Assignment A:
Set down the part of the Gaza aid sites article that begins at the words "Even humanitarian workers" and stops after the words "the devastated enclave.", copying it word for word.
Assignment B:
List every person named in the article on Gaza's aid sites.

Israeli Starvation Campaign Traps Gaza in Death Cycle As Aid Turns into Ambush
TEHRAN (Tasnim) – As Gaza’s population faces the deliberate weaponization of hunger by the Israeli regime, thousands of Palestinians are risking their lives at so-called aid sites—many never returning, gunned down or vanished in silence.
With every passing day, Israel’s starvation siege on Gaza tightens its grip on more than two million Palestinians, forcing the displaced and desperate to choose between slow death by hunger or instant death under Israeli bullets.
Khaled Obaid has spent two agonizing months searching for his son Ahmed, who vanished after heading to the Zikim crossing in a last-ditch attempt to fetch food for his war-battered family in Deir el-Balah.
“He hasn’t returned until now. He went because he was hungry. We have nothing to eat,” Khaled told Al Jazeera, breaking down beside his wife under a makeshift shelter of plastic sheets.
Obaid reported the disappearance to the International Committee of the Red Cross and other agencies—none responded. Like thousands of other Palestinian families, he remains unanswered, unheard, abandoned.
Under Israel’s total blockade, Gaza’s displaced population is subjected to a brutal dilemma: starvation or execution. Aid distribution points, dubbed “death traps” by UN officials, have turned into open-air execution zones where the Israeli army and foreign mercenaries target unarmed civilians.
According to the United Nations, nearly 1,400 Palestinians—many of them youth like Ahmed—have been shot dead by Israeli forces at aid sites or food convoy routes since late May. This figure excludes the many whose bodies remain unrecovered, deliberately left behind under fire.
“In many cases, those who went missing are apparently killed near the aid distribution points, but due to the Israeli targeting, their bodies remained unreachable,” said Maha Hussaini, media director at Euro-Med Human Rights Monitor.
“Many Palestinians left home with empty hands, hoping to return with a bag of flour. But many never came back,” said Tareq Abu Azzoum, reporting from Deir el-Balah. “In Gaza, the line between survival and disappearance is now heartbreakingly thin.”
As international agencies report famine engulfing the Strip, the death toll from starvation alone is surging. In just the past five weeks, over 80 adults have died from hunger, and 93 children have perished from preventable malnutrition—a direct result of Israel’s siege warfare.
Despite Israeli claims of easing restrictions, authorities in Gaza report only 84 trucks per day are allowed into the enclave—far short of the 600 daily shipments needed for basic survival.
Yet even as the world condemns the artificial famine, Israeli prime minister Benjamin Netanyahu has doubled down. On Monday, he announced a cabinet meeting aimed at escalating the war and ensuring that “Gaza will no longer pose a threat to Israel,” signaling expanded military aggression.
That same day, Israel killed at least 74 Palestinians in targeted attacks. Among the dead were 36 civilians seeking food aid. In Deir el-Balah, an Israeli strike killed three people in a home. In Shujayea, seven were killed in heavy shelling. In Beit Lahiya, two more fell to Israeli bombs.
Even humanitarian workers have not been spared. A nurse at Al-Aqsa Hospital in Deir el-Balah was killed by airdropped “aid,” a deadly consequence of what UNRWA chief Philippe Lazzarini called a smokescreen for military operations.
UNICEF reported Monday that 28 children—“a classroom full”—are dying each day from Israel’s war on Gaza, a grim testament to the regime’s indiscriminate targeting of the Strip’s most vulnerable.
“Gaza’s children need food, water, medicine and protection. More than anything, they need a ceasefire, NOW,” the UN agency wrote on social media.
The Palestinian Foreign Ministry condemned the ongoing extermination campaign, calling on the UN Security Council to enforce an immediate ceasefire and conduct an official visit to the devastated enclave.
In a statement, the ministry warned that over two million Palestinians are trapped in “a tight death circle of killing, starvation, thirst, and deprivation of medicine, treatment, and all basic human rights,” underlining the need for immediate global action.

Data below:

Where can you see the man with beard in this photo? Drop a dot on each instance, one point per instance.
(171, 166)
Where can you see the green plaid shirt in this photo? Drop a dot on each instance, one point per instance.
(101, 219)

Task solution A:
Even humanitarian workers have not been spared. A nurse at Al-Aqsa Hospital in Deir el-Balah was killed by airdropped “aid,” a deadly consequence of what UNRWA chief Philippe Lazzarini called a smokescreen for military operations.
UNICEF reported Monday that 28 children—“a classroom full”—are dying each day from Israel’s war on Gaza, a grim testament to the regime’s indiscriminate targeting of the Strip’s most vulnerable.
“Gaza’s children need food, water, medicine and protection. More than anything, they need a ceasefire, NOW,” the UN agency wrote on social media.
The Palestinian Foreign Ministry condemned the ongoing extermination campaign, calling on the UN Security Council to enforce an immediate ceasefire and conduct an official visit to the devastated enclave.

Task solution B:
Khaled Obaid
Ahmed
Maha Hussaini
Tareq Abu Azzoum
Benjamin Netanyahu
Philippe Lazzarini